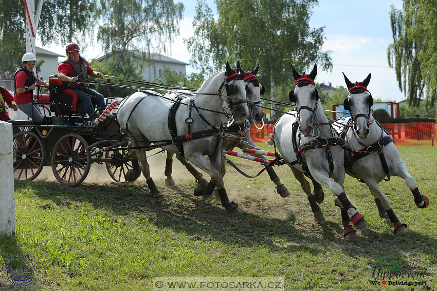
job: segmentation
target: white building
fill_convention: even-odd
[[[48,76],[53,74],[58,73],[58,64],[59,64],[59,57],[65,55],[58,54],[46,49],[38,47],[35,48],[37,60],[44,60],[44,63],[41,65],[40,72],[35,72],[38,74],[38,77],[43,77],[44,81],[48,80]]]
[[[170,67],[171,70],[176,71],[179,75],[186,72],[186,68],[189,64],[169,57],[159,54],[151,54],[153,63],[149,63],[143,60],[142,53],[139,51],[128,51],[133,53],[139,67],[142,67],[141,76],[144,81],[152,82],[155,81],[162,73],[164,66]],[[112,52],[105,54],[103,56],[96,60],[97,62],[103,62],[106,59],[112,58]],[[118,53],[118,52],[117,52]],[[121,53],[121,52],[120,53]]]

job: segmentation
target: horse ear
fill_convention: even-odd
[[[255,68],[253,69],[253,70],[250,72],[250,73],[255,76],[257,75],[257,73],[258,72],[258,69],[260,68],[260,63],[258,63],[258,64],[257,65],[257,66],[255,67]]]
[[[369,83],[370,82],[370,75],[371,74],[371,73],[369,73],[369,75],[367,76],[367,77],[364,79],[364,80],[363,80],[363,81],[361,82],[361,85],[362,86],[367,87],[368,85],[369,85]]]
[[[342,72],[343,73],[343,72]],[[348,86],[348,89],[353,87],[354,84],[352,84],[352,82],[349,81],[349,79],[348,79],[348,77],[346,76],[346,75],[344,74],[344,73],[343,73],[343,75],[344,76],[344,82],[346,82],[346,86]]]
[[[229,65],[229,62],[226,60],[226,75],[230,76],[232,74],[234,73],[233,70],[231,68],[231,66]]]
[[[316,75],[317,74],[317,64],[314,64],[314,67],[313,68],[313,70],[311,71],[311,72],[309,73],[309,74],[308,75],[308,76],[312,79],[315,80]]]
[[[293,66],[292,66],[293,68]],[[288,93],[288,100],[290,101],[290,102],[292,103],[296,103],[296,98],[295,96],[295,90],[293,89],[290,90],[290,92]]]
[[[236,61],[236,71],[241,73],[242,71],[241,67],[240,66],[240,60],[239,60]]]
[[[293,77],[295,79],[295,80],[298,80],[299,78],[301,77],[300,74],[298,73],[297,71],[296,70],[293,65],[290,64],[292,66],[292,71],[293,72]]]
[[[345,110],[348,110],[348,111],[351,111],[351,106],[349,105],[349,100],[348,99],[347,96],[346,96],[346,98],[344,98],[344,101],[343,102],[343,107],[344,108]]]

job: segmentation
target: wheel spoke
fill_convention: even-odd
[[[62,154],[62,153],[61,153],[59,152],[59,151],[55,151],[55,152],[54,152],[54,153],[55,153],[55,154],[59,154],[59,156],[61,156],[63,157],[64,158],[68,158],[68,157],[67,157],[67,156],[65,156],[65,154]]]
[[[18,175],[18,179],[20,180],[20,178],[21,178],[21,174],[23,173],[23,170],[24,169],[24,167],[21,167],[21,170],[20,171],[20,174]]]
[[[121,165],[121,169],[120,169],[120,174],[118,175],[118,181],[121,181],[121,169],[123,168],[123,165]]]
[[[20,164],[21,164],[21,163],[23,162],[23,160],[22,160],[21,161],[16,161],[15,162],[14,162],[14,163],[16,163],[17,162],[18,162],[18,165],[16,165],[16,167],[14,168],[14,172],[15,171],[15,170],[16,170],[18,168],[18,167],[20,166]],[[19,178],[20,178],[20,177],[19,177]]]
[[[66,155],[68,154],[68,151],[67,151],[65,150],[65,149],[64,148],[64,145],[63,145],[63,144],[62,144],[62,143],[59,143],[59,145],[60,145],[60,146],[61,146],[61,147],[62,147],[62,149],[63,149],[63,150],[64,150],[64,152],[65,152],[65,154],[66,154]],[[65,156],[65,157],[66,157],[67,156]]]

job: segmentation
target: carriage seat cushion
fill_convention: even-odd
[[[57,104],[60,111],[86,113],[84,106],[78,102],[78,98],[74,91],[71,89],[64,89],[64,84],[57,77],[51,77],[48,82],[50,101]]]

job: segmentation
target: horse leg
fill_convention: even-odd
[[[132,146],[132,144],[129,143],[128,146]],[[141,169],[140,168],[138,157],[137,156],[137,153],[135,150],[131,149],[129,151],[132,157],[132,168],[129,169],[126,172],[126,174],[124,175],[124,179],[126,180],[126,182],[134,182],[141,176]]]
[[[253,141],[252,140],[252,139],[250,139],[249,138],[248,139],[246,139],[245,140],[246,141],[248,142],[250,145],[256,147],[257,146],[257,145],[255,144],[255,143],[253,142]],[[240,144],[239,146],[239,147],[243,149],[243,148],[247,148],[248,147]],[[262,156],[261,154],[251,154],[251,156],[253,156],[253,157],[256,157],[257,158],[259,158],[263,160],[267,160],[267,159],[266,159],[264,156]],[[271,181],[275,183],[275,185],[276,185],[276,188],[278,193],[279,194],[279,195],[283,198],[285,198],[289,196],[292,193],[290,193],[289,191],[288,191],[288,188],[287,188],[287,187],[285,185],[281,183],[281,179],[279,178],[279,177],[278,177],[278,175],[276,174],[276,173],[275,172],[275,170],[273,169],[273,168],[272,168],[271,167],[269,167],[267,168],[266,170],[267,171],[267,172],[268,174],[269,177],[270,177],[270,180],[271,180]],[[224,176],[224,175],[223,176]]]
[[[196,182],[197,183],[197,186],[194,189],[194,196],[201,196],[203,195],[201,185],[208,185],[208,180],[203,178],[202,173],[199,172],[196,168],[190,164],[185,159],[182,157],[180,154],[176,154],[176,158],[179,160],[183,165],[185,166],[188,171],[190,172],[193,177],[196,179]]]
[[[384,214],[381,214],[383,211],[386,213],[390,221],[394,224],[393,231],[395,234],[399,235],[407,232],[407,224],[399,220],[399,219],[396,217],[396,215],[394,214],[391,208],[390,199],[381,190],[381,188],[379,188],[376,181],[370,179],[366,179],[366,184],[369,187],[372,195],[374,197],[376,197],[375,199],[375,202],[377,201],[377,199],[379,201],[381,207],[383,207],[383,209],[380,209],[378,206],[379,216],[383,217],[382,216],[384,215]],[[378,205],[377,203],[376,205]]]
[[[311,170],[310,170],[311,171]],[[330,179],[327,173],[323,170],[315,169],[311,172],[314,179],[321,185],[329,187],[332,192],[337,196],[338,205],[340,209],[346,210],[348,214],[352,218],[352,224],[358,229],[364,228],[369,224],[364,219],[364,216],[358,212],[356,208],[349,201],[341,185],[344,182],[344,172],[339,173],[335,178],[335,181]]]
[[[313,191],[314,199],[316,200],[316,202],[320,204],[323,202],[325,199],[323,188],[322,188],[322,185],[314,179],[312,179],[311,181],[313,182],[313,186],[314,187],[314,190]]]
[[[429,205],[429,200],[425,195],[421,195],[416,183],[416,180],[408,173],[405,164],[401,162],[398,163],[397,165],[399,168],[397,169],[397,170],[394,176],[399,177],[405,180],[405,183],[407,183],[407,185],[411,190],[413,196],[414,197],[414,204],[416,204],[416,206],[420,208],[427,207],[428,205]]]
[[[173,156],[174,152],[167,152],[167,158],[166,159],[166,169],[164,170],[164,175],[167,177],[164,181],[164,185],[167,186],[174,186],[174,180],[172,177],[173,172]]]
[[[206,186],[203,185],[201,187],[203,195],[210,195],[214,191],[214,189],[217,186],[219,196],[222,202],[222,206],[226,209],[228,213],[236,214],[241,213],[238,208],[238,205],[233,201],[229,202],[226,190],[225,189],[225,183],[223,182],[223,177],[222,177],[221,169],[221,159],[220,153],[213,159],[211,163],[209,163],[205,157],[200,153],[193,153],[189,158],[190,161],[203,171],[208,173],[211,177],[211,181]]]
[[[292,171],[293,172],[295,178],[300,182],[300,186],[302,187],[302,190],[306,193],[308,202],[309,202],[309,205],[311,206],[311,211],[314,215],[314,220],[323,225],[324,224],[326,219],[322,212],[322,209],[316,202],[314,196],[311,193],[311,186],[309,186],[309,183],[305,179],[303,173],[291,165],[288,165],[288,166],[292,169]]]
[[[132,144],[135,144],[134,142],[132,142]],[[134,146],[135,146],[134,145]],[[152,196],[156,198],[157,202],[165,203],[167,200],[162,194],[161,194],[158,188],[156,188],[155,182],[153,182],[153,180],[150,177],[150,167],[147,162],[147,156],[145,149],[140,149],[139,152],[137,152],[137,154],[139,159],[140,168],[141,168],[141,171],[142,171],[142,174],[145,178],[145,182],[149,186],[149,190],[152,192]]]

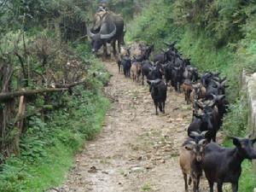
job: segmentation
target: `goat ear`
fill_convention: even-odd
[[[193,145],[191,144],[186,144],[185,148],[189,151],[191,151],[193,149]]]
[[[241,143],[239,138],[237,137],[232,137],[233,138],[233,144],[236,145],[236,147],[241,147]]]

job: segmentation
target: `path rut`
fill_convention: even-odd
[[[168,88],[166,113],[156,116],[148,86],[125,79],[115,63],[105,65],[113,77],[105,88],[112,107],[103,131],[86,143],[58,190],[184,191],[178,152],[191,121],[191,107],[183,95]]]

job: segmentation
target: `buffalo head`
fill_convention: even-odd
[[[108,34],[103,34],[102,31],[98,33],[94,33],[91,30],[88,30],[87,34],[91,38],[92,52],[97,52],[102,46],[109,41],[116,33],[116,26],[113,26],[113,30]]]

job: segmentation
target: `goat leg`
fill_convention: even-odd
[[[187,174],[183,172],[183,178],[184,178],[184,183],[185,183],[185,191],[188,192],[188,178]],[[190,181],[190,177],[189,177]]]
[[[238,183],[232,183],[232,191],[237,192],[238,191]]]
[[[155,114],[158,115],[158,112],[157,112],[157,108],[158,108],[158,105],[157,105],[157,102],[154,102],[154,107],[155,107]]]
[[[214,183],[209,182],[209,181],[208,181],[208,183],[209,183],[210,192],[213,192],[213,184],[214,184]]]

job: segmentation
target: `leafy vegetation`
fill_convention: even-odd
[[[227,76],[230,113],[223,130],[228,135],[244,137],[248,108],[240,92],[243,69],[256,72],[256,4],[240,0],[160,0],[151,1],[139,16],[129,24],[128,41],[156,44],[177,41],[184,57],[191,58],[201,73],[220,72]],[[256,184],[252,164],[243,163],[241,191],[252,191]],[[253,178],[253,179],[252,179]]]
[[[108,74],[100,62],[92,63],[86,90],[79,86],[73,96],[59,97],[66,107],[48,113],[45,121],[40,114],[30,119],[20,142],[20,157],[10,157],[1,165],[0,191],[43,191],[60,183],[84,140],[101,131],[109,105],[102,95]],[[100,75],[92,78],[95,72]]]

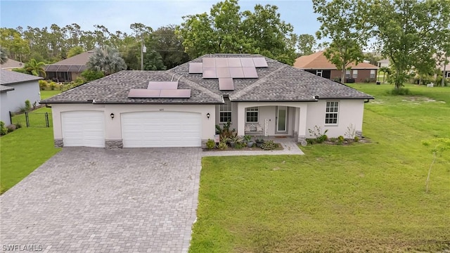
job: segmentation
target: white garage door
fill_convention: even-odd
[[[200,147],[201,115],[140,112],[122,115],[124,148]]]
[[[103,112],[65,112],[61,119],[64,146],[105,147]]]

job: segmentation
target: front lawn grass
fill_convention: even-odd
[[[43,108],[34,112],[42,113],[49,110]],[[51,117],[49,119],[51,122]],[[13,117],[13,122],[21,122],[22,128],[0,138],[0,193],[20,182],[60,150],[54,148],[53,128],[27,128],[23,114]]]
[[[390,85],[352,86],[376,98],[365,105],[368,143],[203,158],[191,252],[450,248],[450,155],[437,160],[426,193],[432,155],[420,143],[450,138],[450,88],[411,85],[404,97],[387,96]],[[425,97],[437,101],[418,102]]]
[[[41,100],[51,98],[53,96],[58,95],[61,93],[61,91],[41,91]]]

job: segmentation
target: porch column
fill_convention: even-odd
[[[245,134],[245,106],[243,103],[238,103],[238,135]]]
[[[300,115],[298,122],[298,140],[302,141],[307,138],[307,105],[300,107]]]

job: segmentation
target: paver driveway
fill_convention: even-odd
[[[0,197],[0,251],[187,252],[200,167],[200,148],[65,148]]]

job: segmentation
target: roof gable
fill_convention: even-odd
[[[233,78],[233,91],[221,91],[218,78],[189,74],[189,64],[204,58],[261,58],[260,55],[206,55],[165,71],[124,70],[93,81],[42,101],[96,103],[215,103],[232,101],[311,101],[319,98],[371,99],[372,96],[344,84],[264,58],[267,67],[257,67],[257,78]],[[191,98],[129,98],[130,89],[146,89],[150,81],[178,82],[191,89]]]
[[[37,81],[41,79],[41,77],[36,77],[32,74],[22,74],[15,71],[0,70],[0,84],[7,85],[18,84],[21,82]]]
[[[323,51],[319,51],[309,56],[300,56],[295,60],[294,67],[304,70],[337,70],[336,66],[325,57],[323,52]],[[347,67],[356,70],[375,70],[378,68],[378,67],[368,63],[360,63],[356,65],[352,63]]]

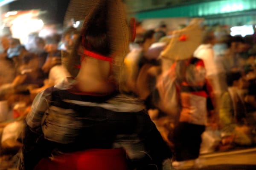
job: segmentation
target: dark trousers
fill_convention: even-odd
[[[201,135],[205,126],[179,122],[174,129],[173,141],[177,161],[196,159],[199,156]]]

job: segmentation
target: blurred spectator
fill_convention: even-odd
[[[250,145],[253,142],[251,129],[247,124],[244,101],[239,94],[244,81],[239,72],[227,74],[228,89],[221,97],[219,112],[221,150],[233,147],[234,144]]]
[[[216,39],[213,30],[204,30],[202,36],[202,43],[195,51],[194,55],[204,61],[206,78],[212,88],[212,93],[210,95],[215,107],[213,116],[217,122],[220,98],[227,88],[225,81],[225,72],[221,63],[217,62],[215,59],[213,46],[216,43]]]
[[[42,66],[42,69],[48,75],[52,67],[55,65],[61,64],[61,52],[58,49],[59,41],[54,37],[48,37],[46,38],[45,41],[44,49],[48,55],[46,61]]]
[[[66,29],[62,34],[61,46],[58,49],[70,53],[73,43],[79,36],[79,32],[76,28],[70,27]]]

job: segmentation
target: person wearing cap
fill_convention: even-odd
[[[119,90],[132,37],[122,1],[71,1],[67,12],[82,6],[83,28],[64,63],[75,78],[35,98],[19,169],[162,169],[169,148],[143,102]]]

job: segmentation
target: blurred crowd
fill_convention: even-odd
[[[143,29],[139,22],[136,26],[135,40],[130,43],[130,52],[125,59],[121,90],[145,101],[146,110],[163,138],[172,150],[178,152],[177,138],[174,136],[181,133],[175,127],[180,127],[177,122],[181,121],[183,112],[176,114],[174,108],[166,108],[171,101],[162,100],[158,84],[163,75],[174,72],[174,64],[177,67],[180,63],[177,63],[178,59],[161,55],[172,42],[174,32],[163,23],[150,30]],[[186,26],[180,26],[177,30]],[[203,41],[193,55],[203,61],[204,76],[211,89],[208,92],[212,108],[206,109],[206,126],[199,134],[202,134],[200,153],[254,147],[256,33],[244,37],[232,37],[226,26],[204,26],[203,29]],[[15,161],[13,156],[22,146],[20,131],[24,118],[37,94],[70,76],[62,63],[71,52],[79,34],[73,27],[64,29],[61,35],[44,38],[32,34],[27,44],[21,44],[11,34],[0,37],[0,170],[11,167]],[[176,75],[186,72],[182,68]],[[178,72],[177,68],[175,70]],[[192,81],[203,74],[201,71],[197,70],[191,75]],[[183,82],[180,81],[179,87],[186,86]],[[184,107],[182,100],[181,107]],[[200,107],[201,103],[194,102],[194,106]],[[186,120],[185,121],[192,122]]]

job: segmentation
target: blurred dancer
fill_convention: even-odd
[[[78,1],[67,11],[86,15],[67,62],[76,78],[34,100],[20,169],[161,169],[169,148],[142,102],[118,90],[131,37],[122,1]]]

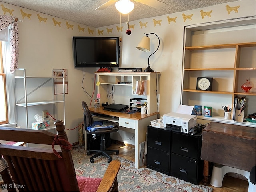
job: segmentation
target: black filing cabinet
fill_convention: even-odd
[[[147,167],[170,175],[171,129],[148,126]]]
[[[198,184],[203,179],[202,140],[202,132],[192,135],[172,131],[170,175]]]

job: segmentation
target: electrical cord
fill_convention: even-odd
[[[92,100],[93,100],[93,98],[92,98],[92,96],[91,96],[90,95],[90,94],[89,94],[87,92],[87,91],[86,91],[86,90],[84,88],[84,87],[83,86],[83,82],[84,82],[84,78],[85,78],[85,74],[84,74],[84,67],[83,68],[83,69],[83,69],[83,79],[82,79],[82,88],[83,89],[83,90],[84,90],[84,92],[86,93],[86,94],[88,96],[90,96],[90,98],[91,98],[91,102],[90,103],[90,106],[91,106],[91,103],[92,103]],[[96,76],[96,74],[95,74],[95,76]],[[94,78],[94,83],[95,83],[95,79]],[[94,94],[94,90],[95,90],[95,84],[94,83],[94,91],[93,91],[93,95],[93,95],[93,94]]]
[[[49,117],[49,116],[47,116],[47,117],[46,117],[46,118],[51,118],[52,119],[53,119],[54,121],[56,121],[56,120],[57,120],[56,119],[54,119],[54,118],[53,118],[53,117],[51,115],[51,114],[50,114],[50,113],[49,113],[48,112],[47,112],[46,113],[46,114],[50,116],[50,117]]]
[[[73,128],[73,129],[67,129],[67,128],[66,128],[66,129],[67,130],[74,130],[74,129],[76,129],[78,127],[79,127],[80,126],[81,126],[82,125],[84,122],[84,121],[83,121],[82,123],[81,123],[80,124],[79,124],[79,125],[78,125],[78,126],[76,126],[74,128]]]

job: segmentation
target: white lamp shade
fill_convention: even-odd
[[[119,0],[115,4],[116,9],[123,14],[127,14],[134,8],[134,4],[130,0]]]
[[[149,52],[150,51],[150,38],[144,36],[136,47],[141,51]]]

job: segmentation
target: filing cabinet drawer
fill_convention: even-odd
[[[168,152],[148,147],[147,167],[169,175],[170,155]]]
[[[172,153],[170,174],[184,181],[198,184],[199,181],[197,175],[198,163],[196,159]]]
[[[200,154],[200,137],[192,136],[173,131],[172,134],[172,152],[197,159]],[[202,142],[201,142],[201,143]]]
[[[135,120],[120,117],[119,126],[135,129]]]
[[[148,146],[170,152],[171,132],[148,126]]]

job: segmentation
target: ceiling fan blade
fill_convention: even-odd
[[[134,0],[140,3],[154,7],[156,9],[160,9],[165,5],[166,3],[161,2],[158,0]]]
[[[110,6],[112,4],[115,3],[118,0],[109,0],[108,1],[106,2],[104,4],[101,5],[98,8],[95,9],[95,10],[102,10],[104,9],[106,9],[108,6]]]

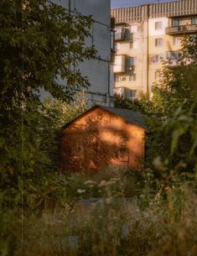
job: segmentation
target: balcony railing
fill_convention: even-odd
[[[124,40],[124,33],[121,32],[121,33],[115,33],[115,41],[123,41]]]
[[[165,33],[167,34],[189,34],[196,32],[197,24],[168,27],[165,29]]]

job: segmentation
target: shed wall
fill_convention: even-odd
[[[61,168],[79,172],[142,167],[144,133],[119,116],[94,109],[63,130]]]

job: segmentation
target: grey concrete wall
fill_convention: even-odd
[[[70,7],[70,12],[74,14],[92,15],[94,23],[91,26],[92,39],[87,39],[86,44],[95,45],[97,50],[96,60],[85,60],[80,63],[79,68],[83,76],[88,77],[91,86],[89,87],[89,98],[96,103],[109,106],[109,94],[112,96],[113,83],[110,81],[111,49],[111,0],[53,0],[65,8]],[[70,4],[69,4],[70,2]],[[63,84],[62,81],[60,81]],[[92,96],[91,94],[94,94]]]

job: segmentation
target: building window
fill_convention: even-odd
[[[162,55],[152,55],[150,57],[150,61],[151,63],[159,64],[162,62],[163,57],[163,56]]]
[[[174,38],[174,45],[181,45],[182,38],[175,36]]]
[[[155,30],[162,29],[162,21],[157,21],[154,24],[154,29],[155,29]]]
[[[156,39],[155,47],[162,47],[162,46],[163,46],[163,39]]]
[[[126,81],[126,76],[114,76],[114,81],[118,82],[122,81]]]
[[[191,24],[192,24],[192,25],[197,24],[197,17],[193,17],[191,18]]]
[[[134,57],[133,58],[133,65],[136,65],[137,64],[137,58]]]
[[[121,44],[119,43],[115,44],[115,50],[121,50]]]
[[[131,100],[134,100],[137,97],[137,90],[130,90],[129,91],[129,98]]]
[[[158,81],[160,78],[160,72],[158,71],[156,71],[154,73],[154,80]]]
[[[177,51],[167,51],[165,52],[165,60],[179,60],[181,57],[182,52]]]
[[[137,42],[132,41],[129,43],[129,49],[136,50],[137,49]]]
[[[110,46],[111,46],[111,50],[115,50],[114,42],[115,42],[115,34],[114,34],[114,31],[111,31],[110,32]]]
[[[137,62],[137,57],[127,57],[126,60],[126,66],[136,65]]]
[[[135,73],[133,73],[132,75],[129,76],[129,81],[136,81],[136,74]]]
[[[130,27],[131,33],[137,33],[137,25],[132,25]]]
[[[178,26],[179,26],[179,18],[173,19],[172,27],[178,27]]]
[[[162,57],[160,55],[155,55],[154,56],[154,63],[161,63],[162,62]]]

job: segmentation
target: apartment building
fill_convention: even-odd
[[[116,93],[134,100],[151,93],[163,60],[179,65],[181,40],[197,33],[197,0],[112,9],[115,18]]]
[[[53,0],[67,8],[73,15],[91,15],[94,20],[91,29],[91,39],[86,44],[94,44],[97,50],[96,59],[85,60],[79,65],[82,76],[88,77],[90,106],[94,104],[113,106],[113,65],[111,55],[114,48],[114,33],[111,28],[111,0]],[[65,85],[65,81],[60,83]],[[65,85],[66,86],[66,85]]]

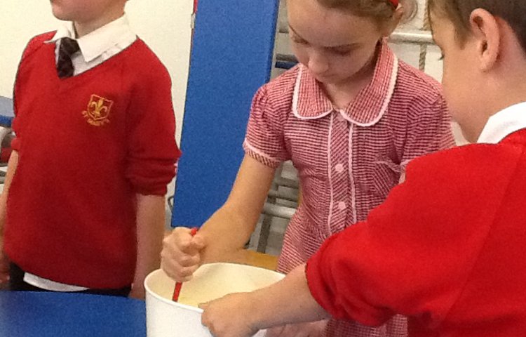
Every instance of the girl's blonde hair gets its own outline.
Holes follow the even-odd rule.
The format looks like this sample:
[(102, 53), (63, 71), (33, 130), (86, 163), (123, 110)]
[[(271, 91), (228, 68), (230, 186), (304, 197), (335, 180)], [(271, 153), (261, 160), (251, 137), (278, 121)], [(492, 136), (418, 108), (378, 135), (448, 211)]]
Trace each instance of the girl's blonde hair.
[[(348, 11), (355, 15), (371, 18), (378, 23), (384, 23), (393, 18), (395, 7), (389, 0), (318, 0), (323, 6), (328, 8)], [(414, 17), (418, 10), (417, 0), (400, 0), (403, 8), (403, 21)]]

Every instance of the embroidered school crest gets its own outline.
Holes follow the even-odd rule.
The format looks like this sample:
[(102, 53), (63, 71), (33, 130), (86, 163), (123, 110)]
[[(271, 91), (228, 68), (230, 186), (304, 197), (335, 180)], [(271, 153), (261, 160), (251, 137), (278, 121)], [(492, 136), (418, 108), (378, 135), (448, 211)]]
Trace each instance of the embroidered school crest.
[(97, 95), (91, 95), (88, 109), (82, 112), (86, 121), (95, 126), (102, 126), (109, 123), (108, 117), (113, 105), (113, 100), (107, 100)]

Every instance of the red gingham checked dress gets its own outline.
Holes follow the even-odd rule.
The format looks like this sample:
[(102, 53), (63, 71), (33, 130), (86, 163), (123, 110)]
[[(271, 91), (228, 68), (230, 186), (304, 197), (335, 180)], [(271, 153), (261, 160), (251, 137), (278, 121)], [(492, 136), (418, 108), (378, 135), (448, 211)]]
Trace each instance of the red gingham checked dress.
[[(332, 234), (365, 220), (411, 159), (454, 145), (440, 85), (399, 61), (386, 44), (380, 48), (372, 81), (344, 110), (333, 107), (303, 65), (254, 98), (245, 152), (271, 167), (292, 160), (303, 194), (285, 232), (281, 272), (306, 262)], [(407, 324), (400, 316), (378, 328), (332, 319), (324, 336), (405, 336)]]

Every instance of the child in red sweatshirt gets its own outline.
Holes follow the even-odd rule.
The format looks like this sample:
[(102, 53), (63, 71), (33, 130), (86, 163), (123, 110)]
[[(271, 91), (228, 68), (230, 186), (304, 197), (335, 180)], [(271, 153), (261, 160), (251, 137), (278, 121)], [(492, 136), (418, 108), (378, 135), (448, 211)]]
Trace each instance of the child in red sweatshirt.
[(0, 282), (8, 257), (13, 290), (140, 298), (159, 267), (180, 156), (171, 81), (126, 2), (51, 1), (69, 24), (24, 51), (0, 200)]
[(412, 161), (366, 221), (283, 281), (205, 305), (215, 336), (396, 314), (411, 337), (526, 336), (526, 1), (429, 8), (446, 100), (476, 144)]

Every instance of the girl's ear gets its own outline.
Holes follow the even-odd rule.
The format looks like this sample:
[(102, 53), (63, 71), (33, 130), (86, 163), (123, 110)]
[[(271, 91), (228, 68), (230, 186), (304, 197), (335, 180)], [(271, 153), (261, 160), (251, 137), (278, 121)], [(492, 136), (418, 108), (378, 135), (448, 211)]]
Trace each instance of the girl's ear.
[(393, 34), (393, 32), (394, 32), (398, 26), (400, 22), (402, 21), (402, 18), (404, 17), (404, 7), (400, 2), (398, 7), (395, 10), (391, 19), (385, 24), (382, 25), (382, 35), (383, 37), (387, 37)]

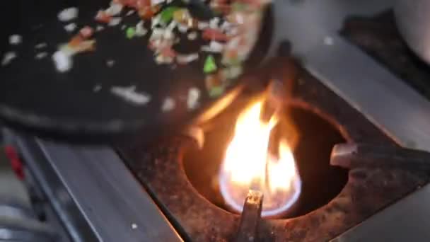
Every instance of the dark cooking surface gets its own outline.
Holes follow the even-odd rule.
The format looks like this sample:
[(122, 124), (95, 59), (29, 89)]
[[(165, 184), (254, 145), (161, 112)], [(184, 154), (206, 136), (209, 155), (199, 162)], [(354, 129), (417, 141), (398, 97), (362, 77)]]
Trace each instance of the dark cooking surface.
:::
**Task description**
Count the lines in the data above that contain the string "blurred", treating uppercase and lowercase as different. Reply with the number only.

**Exercise solution**
3